*** Extract provided Section Begins ***

The field of Artificial Life (ALife) aims to create artificial life forms with increasing levels of sophistication from the bottom up. A few years ago, ALife researcher Olaf Witkowski and I began talking about whether and under what conditions people might begin to have obligations to such artificial life forms. The issues, of course, overlap with the recently hot topic of robot rights.
Our first collaboration won the best paper award at the ALife 2022 conference. Our follow-up paper (a substantially revised and expanded version of the conference paper) appears today, open access, in the journal Artificial Life:
"The Ethics of Life as It Could Be: Do We Have Moral Obligations to Artificial Life?"
I excerpt one section below, which illustrates one way the ethical issues facing Artificial Life might diverge from those facing Artificial Intelligence.
The Possible Moral Considerability of Life Without Consciousness
We encourage the reader not to quickly assume that moral issues concerning our possible obligations to ALife are reducible to questions of intelligence, sociality, and consciousness. As previously mentioned, various traditional and indigenous religions, as well as ecological thinkers, have often held that life itself has intrinsic value. Although thinkers in these traditions rarely consider the possibility of ALife, it is possible that some of the reasons to value plants and ecosystems would extend to systems of ALife. Systems of ALife might be beautiful, complex, and awe-inspiring. They also might possess goals (Deacon & Sherman, 2007) as well as potentialities for thriving or failing similar to those of natural living organisms of various kinds (Benner & Sismour, 2005; Ziemke, 2001). They might be constructed by designers whose actions imbue value on the things they have designed (not divine designers but human ones), embodying and carrying forward the spirit of those designers, possibly even after those designers have died.

*** Extract provided Section Ends ***
*** Recorded information Section Begins ***

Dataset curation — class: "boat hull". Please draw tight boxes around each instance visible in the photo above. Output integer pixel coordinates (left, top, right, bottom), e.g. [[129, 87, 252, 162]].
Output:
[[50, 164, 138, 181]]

*** Recorded information Section Ends ***

Your assignment
Copy the post on moral obligations to artificial life, starting at the words "The field of" and stopping after "facing Artificial Intelligence.", and change "ALife" to "A-Life" wherever it occurs.

Response to the exercise
The field of Artificial Life (A-Life) aims to create artificial life forms with increasing levels of sophistication from the bottom up. A few years ago, A-Life researcher Olaf Witkowski and I began talking about whether and under what conditions people might begin to have obligations to such artificial life forms. The issues, of course, overlap with the recently hot topic of robot rights.
Our first collaboration won the best paper award at the A-Life 2022 conference. Our follow-up paper (a substantially revised and expanded version of the conference paper) appears today, open access, in the journal Artificial Life:
"The Ethics of Life as It Could Be: Do We Have Moral Obligations to Artificial Life?"
I excerpt one section below, which illustrates one way the ethical issues facing Artificial Life might diverge from those facing Artificial Intelligence.